Gather every line from the entries below that includes "timbered".
Start of Provided material
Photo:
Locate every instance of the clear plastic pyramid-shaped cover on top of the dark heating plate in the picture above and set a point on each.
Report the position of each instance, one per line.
End of Provided material
Start of Provided material
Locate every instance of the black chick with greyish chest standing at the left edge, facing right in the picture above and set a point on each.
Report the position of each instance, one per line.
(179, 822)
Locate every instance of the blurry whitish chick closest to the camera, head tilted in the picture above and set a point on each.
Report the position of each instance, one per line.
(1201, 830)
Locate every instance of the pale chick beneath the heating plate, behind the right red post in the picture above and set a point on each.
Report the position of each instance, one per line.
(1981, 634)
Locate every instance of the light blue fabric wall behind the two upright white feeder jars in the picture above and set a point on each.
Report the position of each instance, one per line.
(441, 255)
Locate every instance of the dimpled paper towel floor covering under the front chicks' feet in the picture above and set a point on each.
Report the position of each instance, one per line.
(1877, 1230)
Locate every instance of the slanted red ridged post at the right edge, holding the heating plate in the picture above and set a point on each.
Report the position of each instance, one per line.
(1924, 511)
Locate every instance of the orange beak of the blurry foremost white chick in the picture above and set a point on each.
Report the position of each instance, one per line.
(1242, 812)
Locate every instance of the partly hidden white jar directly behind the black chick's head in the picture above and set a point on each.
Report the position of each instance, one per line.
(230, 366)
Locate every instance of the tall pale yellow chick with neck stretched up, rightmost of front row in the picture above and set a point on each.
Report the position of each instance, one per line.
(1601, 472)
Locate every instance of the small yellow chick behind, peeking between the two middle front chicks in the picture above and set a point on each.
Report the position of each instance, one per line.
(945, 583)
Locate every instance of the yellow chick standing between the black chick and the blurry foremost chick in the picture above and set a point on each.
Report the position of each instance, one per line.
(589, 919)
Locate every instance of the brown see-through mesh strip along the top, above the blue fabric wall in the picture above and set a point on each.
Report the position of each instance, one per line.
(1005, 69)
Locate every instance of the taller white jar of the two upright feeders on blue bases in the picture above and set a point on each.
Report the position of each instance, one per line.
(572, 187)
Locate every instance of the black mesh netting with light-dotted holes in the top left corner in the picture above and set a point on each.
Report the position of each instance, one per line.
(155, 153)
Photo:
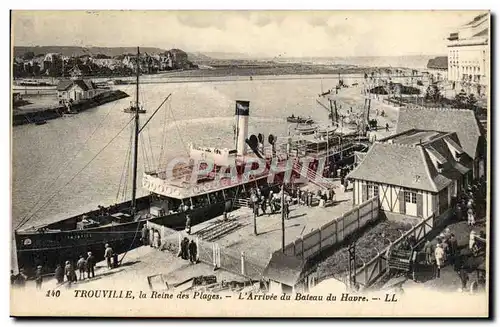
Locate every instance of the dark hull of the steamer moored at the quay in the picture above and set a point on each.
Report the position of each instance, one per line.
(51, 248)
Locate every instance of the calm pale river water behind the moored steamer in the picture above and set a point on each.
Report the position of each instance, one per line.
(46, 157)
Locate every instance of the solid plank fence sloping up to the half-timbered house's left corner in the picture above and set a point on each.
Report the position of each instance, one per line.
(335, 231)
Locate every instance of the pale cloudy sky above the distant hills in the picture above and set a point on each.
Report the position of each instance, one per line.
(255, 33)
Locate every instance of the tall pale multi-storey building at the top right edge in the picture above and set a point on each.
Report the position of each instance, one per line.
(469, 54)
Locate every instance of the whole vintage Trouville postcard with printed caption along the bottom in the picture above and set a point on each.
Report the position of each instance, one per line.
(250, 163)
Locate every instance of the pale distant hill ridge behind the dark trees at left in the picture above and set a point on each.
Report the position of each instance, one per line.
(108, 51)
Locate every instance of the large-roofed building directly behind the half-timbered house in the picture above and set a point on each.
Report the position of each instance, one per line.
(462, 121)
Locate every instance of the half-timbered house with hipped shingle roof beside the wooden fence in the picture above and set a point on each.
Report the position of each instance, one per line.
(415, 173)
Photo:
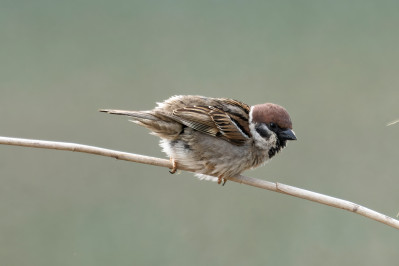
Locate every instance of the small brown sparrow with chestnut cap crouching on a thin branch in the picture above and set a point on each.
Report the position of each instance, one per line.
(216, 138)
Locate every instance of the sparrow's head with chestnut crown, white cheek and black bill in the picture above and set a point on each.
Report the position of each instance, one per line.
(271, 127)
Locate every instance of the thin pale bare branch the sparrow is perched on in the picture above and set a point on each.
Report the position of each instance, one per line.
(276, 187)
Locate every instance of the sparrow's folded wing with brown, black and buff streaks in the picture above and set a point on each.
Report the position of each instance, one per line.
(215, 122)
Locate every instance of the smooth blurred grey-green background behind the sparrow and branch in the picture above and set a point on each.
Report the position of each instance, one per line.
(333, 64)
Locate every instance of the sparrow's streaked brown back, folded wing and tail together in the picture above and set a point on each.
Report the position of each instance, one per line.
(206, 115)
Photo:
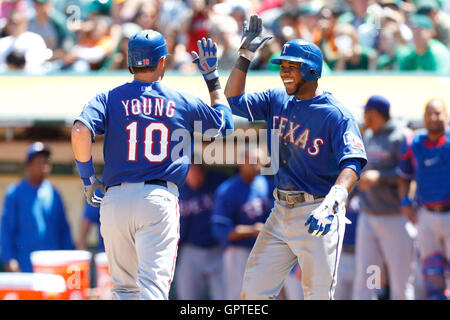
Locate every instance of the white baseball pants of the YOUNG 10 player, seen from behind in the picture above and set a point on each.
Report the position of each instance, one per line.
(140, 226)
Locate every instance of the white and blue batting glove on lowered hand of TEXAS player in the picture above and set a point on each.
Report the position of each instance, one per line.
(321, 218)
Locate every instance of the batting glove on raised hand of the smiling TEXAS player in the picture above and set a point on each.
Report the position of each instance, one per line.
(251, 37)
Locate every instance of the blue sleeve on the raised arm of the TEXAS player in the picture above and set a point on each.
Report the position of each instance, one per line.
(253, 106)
End of Provided material
Written solution:
Locate every instance of the solid plank fence sloping up to the half-timbered house's left corner in the picture above and set a point on each.
Locate every instance of the large-roofed building directly behind the half-timbered house in the picture above and set a point on each.
Locate every instance of the half-timbered house with hipped shingle roof beside the wooden fence in the picture above and set a point on each.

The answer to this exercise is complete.